• Text under study:
Like many of the newer generation of diagnostics and devices, much of the data will be automatically generated by the technology in the real world. Rather than designing and implementing a controlled clinical trial, the manufacturer is allowed to market the device and collect outcomes data ‘in the wild’.
“The data reflects pragmatic real-life scenarios rather than in narrowly-selected clinical trial populations,” explains Marlow. “It answers real-life questions about how products perform over a long period or in patients living with several chronic conditions.”
This approach gives patients and payers access to technologies they value while additional data on long-term patient outcomes is collected or – for some devices such as cardiac pacemakers – how often batteries need to be replaced.
The information generated by connected devices is easily downloadable and, provided data protection standards are met, can be quickly shared with regulators and authorities without adding much cost to the industry. As transparency about outcomes becomes the norm, companies may also be incentivised by payment arrangements that adjust prices when patient outcomes are improved by a product.
Quality data
Registries also play an important role in this new data-driven environment but HTA bodies want to ensure that data is of high quality, meets common standards, and is independently verified.
Marlow is working on a project in the EU-funded European network for health technology assessment (EUnetHTA), which aims to standardise HTA across Europe. “One of the new work packages aims to bring together a universal set of standards that HTA bodies and companies can use,” she says. “This builds on the PARENT (cross-border patient registries) initiative and would give everybody more confidence in the data collected by registries.”
HTA bodies, along with regulatory authorities, are just one of the forces moving healthcare inexorably towards a data-driven future. The key to making it all work will be linking patient outcomes data with other sources of information, according to Marlow.
“Data from registries and data collected directly from devices can be connected to hospital statistics and primary care data sets to give a much clearer picture of how patients fare,” she says. “As more sources of data become available it is increasingly important to be patient-focused.”
Know what payers value
In December NICE announced a collaboration with the US Food & Drug Administration to help developers of devices and diagnostics to generate the evidence needed to persuade payer and providers to approve reimbursement.

• Recorded data:

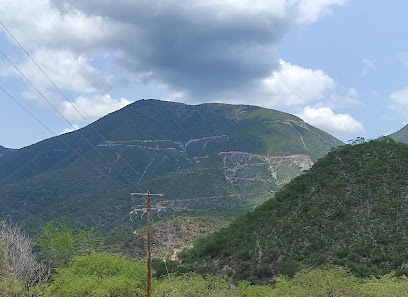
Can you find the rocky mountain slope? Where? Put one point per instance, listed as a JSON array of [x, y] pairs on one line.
[[349, 209], [208, 157]]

• Task 1: Which sources of data does the article on data-driven healthcare say can be connected to give a clearer picture of how patients fare? List every one.
• Task 2: Echo everything in the article on data-driven healthcare from "Quality data" down to "is independently verified.".
None of the data is needed here.

• Expected output 1:
- Data from registries
- Data collected directly from devices
- Hospital statistics
- Primary care data sets

• Expected output 2:
Quality data
Registries also play an important role in this new data-driven environment but HTA bodies want to ensure that data is of high quality, meets common standards, and is independently verified.